═══ SUPPLIED PASSAGE ═══

Prams of the big, old-fashioned kind had overlapping wheels. Why? Overlapping wheels can be larger in diameter for the same length of chassis. Larger wheels have less rolling resistance, meaning that they need less energy to roll over the same terrain. Imagine a small-wheeled push chair meeting a brick; now imagine a big-wheeled pram meeting the brick.
The Tiger had roadwheels of 800 mm in diameter – a major jump on the Panzer IV’s 500 mm. The Tiger II had wheels of the same diameter. The Challenger main battle tank today has wheels no larger. The Tiger’s wheels were surpassed by only remarkable Panther tank’s 860-mm wheels – the largest on any medium tank of the Second World War. The Soviet T34 had wheels of a diameter in between, but its wheels were not overlapping.
History of overlapping wheels
Overlapping the wheels allows you to cram more wheels and larger wheels into the same length of chassis. Germany was the only belligerent of the Second World War to deploy vehicles with overlapping wheels. It had deployed half-tracks with such technology before the war. The idea for a tank with overlapping wheels goes back to at least 1935, when Daimler-Benz, Krupp, and MAN all offered designs for a medium tank with interleaved road wheels and torsion bar suspension.
However, the winning bid (eventually the Panzer IV) was similar to the current medium tank (Panzer III), with several small wheels, tightly packaged as pairs, each pair on a leaf spring. In 1940, both the Panzer III and Panzer IV were tried experimentally with large overlapping wheels, although the technology was applied to production of the Panzer II (from 1941) and the Panzer I (from 1942).
The Tiger was designed in 1941 with the same technology (at least, the winning bid by Henschel was; the bid by Porsche had smaller wheels packaged in pairs, each pair on a longitudinal torsion bar).
Tiger Wheel Arrangement
The Tiger’s arrangement allowed for four rows of wheels each side, each row of four wheel-units, for a total of 16 wheel-units each side. Compare the Porsche bid’s 6 smaller roadwheels each side (which can be seen today at The Tank Museum on the Ferdinand/Elefant self-propelled gun).

═══ SUPPLIED ENTRIES ═══

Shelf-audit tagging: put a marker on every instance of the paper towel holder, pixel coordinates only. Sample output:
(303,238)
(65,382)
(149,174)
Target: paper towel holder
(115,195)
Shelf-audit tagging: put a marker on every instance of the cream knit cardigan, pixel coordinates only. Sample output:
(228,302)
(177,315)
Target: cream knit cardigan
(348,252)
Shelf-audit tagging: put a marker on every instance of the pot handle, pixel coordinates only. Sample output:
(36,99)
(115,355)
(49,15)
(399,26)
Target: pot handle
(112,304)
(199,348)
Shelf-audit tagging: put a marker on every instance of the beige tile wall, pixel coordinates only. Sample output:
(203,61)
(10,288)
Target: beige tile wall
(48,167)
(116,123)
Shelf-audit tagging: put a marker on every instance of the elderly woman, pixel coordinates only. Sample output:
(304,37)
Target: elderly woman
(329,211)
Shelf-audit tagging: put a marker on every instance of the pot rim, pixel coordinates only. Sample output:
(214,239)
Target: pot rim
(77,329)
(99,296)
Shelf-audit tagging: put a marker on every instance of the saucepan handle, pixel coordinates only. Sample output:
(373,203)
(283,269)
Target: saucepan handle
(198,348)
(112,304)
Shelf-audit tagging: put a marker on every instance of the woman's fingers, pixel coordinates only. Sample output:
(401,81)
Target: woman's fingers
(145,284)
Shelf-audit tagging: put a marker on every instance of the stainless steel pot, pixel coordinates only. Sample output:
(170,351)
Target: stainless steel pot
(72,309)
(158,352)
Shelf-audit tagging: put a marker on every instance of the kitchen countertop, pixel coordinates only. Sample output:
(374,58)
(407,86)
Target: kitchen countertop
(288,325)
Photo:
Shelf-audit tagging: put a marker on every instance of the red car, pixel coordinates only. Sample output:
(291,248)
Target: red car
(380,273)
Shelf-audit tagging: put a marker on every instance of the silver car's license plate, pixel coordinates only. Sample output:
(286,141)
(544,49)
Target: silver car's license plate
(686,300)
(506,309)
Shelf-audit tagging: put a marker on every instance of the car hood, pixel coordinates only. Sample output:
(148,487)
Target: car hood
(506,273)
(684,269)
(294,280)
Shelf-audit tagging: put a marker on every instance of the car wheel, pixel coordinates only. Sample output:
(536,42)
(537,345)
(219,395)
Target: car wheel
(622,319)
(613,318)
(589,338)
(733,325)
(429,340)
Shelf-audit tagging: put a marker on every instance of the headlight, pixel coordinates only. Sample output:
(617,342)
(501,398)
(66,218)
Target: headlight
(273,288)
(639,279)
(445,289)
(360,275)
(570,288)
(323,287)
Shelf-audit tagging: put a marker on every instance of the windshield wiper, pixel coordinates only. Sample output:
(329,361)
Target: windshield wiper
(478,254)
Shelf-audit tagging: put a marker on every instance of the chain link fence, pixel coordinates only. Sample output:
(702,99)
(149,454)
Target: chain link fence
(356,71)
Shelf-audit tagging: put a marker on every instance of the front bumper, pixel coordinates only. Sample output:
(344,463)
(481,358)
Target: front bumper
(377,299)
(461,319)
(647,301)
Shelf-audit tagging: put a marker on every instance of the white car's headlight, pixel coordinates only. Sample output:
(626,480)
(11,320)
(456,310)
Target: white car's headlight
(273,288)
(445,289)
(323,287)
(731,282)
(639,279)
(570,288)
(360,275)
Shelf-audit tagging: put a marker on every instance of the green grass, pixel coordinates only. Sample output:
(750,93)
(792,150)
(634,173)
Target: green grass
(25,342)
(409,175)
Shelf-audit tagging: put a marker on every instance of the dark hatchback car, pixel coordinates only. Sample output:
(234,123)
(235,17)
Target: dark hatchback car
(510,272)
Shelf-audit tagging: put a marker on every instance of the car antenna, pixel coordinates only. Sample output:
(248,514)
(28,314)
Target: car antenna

═══

--- EXERCISE INSTRUCTIONS ---
(a) Please list every company that the passage on overlapping tank wheels names as submitting a tank design or bid.
(b) In the passage on overlapping tank wheels, what roadwheel diameter is given for the Panther tank?
(c) Extend the passage on overlapping tank wheels, starting after its final sentence.

--- RESULTS FOR EACH TASK ---
(a) Daimler-Benz, Krupp, MAN, Henschel, Porsche

(b) 860 mm

(c)
The Tiger’s wheels on the two central rows were doubled, in the sense that each was composed of two wheels fixed together. Counting these separate components gives an amazing count of 24 wheels each side.
Counting the wheels (as well as factoring in their diameter and their width) gives a fairer measure of the weight distribution, because each of those wheels is spreading the load on the ground. By simply adding a wheel on the outside of an existing wheel, you halve its load (you’ve probably seen agricultural tractors with added wheels).
A wider track helps to spread the load from the wheels above, but this effect diminishes as the track reaches wider beyond the roadwheels (think of the Soviet KV and JS heavy tanks, with wide tracks, but small, narrower wheels). Although historians often talk about wide tracks as the only explanation for low ground pressure, a better measure is the width of distribution of the load on the wheels.
The Tiger’s wheels were technically not just overlapping but also interleaved, meaning that some of those roadwheels were contained between rows of other wheels. The first, third, fifth, and seventh wheel arms each carry roadwheels on the outermost row and the third row in, on the latter of which the roadwheels are doubled, for a total of three roadwheels each arm. The second, fourth, sixth, and eighth arms carry roadwheels on the second row and the fourth (innermost) row, of which the former are doubled.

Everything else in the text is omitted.